I need the entries printed again word for word, without the images.

Given records section start

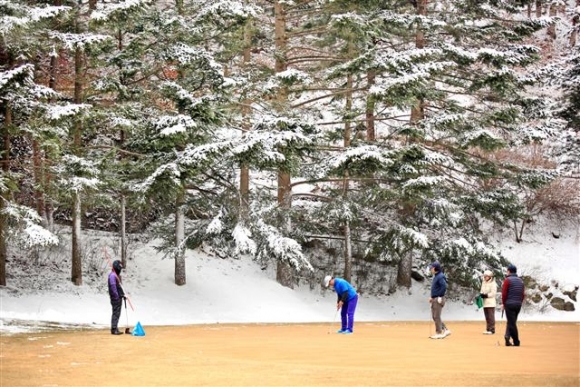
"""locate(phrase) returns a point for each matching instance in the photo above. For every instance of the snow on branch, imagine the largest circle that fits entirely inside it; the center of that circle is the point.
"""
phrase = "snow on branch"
(228, 9)
(170, 170)
(56, 112)
(27, 15)
(365, 154)
(28, 232)
(243, 241)
(282, 248)
(424, 181)
(409, 235)
(72, 41)
(23, 74)
(106, 11)
(292, 76)
(174, 124)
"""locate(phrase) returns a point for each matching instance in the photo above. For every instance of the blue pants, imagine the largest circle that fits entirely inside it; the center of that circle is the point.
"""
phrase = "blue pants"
(347, 313)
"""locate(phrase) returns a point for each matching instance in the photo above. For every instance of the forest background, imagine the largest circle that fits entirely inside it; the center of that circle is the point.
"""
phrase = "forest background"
(379, 135)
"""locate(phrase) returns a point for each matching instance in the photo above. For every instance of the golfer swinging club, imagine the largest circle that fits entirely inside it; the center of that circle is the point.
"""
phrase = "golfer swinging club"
(347, 300)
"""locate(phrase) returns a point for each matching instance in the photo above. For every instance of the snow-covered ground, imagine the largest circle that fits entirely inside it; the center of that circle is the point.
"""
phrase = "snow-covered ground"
(238, 291)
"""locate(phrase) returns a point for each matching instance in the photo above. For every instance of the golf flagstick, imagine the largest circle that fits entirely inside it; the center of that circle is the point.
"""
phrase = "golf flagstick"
(127, 330)
(498, 332)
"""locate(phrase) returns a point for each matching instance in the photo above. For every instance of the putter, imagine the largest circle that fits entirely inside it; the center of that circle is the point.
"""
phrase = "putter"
(333, 321)
(127, 330)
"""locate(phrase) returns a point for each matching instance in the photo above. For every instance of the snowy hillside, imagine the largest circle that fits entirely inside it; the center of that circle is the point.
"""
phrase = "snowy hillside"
(238, 291)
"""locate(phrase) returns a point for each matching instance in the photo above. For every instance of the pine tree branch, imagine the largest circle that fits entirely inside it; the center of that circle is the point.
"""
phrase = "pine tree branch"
(326, 96)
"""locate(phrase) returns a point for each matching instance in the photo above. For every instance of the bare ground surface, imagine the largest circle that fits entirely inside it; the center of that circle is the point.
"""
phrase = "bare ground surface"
(377, 354)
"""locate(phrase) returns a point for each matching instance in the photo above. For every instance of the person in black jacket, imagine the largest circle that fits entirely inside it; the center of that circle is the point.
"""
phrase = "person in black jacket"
(117, 295)
(512, 297)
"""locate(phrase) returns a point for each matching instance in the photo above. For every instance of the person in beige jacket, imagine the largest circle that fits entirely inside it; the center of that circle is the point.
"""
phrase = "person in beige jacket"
(488, 292)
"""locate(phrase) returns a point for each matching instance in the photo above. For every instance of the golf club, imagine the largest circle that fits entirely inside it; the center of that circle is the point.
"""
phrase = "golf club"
(333, 321)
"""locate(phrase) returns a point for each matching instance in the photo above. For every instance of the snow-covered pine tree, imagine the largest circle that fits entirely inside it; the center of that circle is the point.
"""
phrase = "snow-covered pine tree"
(21, 100)
(183, 173)
(437, 179)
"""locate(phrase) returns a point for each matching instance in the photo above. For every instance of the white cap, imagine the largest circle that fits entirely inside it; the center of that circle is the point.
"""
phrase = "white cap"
(327, 280)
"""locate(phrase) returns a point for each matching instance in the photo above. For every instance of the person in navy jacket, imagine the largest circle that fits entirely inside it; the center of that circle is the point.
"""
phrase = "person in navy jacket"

Given records section end

> [Written reply]:
"""locate(phrase) returns a point for each matching instance in the photo above. For every instance of the snow on branch, imagine the largest circle that fits entirely inside it; the center of that circle is the point.
"""
phrase = "snow on branch"
(228, 9)
(170, 170)
(56, 112)
(27, 15)
(365, 154)
(28, 232)
(243, 241)
(282, 248)
(424, 181)
(409, 235)
(72, 41)
(23, 74)
(106, 11)
(292, 76)
(174, 124)
"""locate(phrase) returns a point for each matching instance in the photo above. For every instance of the blue pants, imagine the largest circle that fits entirely inside it; the center of that circle is the point.
"""
phrase = "blue pants"
(347, 313)
"""locate(phrase) returns a point for each matching instance in the photo above. For every instance of the forest background, imagine the largest circle that fits entirely inside it; the center of that circle is the point.
"""
phrase = "forest background"
(379, 135)
"""locate(phrase) returns a point for each matching instance in the photo above. For every instance of the golfer swinging club, imagine the largest circle that fits entirely inside it; the center of that circle is the point.
"""
phrase = "golfer swinging club"
(347, 300)
"""locate(phrase) returns a point for each matching instance in the photo above. For every instance of the snow-covered ground, imagine the largest circle that fits entirely inside it; the center of that circle is the point.
"""
phrase = "snow-covered ground"
(238, 291)
"""locate(phrase) returns a point for each matching instance in the photo above. For every instance of the golf flagstick, imagine the largest circle that fits entirely inside it; the center of that circle is the point.
"""
phrase = "golf flagstick"
(127, 330)
(498, 332)
"""locate(phrase) returns a point for each matching instance in the photo above. For every instance of the putter, imagine the largest circle that fits entirely inside it; the center of that circle is the point.
"""
phrase = "putter"
(333, 321)
(127, 330)
"""locate(phrase) returns a point for each matching instance in the photo above. For every instance of the snowy hillside, imagine the largest circle that fits entirely inside it; the center of that circle is the point.
"""
phrase = "snowy hillside"
(238, 291)
"""locate(phrase) returns a point for each matching instance in the photo above. For every instance of the pine tree branch, imagine the largest circle that fits entirely inside it; the center of that circle is the point.
"""
phrase = "pine tree branch"
(326, 96)
"""locate(phrase) returns a point for each matching instance in the photo above. For every instance of the bare ground surface, imagine the largest circle that fits entirely inside it; the center of that circle is the point.
"""
phrase = "bare ground surface"
(377, 354)
"""locate(phrase) returns a point for each matching instance in the photo above. For every instance of the person in black jacket, imagine the largest circle that fits entirely inside it; the center of that circle is the point.
"""
phrase = "person in black jacket"
(117, 295)
(512, 297)
"""locate(phrase) returns a point for each matching instance in the photo above. For every instance of the person in beige jacket, imagine the largest circle that fits entirely inside it; the center of that circle is the point.
"""
phrase = "person in beige jacket"
(488, 292)
"""locate(phrase) returns a point for each matching instance in the photo above. For every instance of the golf club, imagine the largest circle that fits entirely inside it; the center of that circle is the point.
"""
phrase = "golf club"
(333, 321)
"""locate(phrase) returns a point for each matching instance in the photo above. For every instance of the snow-covered pine tree, imagine the largest circle that fits entirely inside it; the center of that circle is the point.
"""
phrase = "snow-covered pine tree"
(21, 100)
(183, 173)
(437, 179)
"""locate(phrase) returns a point for each matching instance in the photo above. For every instance of the white cap, imagine the largest circle that fits entirely inside it; the center of that circle is the point.
"""
phrase = "white cap"
(327, 280)
"""locate(phrase) returns a point for each matching instance in the photo above. For every instance of the person in navy jacket, imagine the largest circle that fits entirely inside it; the center of that circle is the point.
"""
phrase = "person in navy jacket"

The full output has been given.